> _Aim of the task_
Below are the records. Restate word for word every line from the one that contains "Target: pink bag" through the final line, both included.

------

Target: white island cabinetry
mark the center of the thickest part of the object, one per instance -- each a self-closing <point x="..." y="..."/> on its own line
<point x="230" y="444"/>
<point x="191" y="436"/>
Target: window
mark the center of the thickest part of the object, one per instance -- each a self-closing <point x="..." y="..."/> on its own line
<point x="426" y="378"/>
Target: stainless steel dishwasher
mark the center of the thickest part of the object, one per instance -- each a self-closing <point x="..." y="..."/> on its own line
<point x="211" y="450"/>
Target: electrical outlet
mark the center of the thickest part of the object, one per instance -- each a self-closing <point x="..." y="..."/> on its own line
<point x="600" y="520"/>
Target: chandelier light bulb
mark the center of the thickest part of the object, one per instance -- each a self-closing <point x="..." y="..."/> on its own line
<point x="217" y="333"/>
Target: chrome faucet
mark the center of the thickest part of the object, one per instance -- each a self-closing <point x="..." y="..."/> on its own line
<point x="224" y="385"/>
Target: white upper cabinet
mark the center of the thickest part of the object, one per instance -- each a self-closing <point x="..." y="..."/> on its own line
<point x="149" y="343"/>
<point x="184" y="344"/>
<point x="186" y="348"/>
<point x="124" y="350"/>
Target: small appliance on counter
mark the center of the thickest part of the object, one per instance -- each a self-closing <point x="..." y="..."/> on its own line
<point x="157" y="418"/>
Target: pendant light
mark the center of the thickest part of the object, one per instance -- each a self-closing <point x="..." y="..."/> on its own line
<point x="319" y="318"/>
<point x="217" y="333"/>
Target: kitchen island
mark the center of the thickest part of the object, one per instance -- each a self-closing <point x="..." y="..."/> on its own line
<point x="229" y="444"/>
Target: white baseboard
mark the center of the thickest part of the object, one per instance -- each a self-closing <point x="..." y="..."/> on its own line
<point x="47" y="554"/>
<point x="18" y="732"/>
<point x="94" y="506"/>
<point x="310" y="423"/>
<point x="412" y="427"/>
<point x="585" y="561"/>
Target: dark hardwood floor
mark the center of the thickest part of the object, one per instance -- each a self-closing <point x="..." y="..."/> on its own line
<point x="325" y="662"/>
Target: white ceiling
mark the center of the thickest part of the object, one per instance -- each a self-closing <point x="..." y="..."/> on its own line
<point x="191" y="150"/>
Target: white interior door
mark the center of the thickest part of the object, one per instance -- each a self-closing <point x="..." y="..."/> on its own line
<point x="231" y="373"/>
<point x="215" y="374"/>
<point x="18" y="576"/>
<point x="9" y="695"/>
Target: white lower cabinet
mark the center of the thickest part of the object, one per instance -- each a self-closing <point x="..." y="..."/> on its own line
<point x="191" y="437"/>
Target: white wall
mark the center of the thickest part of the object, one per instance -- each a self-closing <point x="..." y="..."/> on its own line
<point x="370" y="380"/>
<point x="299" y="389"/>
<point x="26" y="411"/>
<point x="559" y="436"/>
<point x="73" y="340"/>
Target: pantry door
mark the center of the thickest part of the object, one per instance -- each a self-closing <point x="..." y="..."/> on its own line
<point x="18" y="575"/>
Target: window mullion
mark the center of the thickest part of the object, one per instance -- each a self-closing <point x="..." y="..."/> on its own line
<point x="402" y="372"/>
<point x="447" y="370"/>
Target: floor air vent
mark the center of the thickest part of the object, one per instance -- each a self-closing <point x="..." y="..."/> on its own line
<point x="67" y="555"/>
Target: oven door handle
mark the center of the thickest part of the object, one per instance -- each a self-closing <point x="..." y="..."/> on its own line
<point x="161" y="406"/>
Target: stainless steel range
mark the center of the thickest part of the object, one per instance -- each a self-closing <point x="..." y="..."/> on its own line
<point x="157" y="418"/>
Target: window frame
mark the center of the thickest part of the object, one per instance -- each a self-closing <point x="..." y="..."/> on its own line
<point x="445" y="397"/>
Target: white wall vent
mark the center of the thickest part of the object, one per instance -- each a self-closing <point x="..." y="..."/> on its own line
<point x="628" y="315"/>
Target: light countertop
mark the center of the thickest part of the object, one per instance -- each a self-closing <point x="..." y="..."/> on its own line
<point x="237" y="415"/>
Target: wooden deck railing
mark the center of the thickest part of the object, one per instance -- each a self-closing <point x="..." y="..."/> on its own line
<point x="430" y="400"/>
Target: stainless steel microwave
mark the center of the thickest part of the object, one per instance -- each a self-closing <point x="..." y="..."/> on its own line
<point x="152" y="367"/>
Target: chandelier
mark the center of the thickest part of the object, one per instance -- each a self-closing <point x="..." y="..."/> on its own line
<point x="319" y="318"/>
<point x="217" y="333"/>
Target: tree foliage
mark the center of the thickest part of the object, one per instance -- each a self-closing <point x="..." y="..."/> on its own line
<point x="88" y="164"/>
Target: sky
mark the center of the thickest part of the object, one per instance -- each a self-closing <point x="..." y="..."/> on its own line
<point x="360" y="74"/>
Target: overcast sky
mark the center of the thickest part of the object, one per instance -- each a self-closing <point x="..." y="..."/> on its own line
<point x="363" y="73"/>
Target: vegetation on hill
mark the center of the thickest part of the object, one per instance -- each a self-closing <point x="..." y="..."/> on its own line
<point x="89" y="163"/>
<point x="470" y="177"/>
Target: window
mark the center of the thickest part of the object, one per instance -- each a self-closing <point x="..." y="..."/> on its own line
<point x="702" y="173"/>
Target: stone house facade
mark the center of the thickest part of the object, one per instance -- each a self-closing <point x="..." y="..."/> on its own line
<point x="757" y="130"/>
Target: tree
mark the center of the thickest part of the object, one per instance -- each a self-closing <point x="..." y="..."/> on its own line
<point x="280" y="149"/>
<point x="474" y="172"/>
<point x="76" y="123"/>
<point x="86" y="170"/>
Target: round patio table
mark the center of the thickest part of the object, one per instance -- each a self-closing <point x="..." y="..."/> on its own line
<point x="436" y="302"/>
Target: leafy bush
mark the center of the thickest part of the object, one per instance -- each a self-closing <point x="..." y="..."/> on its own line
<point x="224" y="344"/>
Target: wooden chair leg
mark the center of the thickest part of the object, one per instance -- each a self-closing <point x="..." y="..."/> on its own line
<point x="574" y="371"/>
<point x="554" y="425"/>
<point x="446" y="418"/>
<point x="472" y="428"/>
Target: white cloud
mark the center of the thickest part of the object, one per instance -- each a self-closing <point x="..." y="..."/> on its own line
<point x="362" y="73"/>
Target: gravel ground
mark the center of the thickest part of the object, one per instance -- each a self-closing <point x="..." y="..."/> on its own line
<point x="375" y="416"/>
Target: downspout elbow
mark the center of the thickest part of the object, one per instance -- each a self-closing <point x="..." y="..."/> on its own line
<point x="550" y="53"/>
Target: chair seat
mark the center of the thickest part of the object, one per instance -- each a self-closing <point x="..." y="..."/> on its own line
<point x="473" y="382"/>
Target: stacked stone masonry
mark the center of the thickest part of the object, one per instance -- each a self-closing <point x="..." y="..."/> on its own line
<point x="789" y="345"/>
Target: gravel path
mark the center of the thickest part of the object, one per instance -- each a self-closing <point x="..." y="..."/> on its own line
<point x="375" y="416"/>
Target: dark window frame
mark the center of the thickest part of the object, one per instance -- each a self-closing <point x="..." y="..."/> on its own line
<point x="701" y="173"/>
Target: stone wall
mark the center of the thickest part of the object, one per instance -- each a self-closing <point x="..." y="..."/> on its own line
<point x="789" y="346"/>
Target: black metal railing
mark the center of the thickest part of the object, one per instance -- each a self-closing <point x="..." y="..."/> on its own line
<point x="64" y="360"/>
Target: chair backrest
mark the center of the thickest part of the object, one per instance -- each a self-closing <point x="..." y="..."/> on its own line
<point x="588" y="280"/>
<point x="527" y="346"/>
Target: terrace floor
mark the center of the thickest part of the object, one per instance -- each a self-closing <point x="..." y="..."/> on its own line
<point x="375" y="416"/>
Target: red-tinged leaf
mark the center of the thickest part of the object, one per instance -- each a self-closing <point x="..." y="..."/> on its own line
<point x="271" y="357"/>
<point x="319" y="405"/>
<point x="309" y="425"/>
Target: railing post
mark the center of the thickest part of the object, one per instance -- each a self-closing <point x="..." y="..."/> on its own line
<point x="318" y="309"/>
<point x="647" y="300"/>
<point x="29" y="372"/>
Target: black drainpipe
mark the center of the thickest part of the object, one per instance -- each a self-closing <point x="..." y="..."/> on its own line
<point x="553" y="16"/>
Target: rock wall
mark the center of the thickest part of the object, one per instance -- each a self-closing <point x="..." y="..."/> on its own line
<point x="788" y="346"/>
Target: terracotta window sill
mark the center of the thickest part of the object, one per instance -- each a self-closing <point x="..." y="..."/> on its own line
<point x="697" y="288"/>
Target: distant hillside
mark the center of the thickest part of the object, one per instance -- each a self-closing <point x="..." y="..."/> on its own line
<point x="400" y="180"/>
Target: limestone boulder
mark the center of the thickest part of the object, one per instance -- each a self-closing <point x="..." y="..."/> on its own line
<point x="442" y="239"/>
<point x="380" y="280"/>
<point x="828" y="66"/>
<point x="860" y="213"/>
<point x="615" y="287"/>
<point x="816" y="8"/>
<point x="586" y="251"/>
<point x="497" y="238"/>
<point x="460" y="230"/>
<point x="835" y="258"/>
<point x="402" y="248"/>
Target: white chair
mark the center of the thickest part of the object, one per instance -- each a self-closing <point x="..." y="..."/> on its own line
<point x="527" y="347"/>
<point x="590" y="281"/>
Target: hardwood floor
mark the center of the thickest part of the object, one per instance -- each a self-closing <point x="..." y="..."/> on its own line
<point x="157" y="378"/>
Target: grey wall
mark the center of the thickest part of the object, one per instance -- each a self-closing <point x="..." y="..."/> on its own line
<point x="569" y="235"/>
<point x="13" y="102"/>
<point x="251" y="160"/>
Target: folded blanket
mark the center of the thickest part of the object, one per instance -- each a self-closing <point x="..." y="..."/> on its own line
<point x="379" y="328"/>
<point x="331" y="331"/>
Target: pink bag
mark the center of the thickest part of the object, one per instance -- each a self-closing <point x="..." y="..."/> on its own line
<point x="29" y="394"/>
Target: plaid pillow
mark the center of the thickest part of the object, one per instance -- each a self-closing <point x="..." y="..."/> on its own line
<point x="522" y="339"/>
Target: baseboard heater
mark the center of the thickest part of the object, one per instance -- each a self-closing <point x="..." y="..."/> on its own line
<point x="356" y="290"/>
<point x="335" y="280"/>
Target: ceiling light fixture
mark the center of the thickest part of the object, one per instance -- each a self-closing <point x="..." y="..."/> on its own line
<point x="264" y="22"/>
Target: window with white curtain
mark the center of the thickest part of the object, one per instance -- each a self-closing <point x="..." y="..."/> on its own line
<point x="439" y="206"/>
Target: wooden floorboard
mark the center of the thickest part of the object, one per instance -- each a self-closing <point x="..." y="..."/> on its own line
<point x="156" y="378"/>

------

> _Full response_
Target: pink bag
mark the center of the thickest part of the object, one per instance -- each a self-closing <point x="..." y="..."/> on its own line
<point x="29" y="394"/>
Target: plaid pillow
mark the center of the thickest part of the object, one per instance -- each a self-closing <point x="..." y="..."/> on its own line
<point x="522" y="339"/>
Target: baseboard heater
mark the center of the thickest part of the object, one per instance -- each a self-closing <point x="..." y="..."/> on its own line
<point x="356" y="290"/>
<point x="335" y="280"/>
Target: ceiling light fixture
mark the center of the thickest part of the object, one per instance -- each a self-closing <point x="..." y="..."/> on its own line
<point x="264" y="22"/>
Target: window with white curtain
mark the center of the thickest part of the object, one per instance -- each a self-closing <point x="..." y="..."/> on its own line
<point x="439" y="206"/>
Target: wooden floorboard
mark the center of the thickest part of the object, one per instance -- each a self-closing <point x="..." y="..."/> on its own line
<point x="156" y="378"/>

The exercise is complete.